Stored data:
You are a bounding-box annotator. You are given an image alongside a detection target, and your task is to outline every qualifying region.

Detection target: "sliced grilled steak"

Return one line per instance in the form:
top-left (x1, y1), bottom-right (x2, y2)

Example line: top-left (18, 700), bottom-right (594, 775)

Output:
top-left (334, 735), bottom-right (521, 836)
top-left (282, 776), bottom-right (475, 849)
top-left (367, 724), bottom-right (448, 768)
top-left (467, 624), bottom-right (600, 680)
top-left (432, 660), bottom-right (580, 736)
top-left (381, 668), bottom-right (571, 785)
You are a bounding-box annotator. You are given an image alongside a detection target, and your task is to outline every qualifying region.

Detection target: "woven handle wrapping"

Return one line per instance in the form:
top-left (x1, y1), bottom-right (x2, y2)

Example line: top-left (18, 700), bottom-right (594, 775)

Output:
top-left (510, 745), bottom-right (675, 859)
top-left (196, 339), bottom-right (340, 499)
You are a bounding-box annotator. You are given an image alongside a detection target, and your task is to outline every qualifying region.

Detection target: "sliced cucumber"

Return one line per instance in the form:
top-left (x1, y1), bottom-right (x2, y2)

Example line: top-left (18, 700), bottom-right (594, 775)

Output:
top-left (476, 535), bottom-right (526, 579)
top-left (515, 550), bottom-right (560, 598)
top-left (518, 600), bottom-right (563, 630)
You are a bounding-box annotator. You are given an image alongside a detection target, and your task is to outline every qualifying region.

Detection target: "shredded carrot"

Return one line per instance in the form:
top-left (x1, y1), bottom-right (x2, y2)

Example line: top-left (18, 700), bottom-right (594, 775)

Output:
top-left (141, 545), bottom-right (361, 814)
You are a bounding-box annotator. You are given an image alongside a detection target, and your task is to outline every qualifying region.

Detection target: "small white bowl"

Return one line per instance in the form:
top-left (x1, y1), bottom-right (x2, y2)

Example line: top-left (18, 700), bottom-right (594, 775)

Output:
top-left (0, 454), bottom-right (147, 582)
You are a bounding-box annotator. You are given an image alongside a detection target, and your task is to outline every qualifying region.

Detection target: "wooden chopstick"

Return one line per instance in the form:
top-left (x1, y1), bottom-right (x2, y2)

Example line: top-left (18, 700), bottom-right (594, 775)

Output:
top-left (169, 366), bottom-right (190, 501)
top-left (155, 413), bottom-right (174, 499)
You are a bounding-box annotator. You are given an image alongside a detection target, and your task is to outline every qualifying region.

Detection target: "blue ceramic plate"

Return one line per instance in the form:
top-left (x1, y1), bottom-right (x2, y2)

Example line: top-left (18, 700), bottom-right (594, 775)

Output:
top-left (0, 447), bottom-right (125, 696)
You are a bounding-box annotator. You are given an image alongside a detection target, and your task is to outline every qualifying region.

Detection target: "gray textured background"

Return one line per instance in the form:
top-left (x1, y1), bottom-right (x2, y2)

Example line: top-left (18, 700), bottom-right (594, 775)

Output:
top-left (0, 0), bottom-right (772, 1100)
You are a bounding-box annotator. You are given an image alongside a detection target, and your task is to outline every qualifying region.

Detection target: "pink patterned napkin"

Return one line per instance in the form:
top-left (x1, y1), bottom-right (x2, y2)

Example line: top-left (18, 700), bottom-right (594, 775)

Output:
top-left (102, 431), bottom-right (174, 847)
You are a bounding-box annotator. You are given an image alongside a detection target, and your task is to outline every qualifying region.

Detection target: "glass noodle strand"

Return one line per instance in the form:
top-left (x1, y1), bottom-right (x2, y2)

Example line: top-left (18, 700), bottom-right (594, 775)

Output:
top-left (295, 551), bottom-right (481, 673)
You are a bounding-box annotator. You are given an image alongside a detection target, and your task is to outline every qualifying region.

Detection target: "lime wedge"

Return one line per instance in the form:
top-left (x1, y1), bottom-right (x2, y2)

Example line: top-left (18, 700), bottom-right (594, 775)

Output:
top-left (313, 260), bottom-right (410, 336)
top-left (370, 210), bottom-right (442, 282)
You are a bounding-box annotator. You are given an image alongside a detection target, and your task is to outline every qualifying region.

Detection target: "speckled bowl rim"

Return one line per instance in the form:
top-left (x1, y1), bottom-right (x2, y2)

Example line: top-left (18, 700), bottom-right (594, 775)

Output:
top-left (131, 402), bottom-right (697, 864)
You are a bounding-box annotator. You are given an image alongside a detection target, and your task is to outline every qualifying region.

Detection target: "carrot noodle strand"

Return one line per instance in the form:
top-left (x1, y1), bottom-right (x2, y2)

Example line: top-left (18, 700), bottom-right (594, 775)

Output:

- [Written problem]:
Return, unchanged, the stretch of lines in the stored data above, from the first line through the line containing "top-left (381, 668), bottom-right (571, 785)", with both of those lines included.

- [Finished answer]:
You are a bounding-box annotator. You are given an image alongside a detection target, and your task is to outline every qualifying region.

Detection target: "sliced grilled steak"

Return one line per instance in the form:
top-left (x1, y1), bottom-right (x2, y2)

Example line: top-left (18, 700), bottom-right (594, 775)

Output:
top-left (334, 735), bottom-right (521, 836)
top-left (282, 776), bottom-right (475, 849)
top-left (367, 724), bottom-right (448, 768)
top-left (467, 624), bottom-right (600, 680)
top-left (432, 660), bottom-right (580, 736)
top-left (381, 668), bottom-right (571, 785)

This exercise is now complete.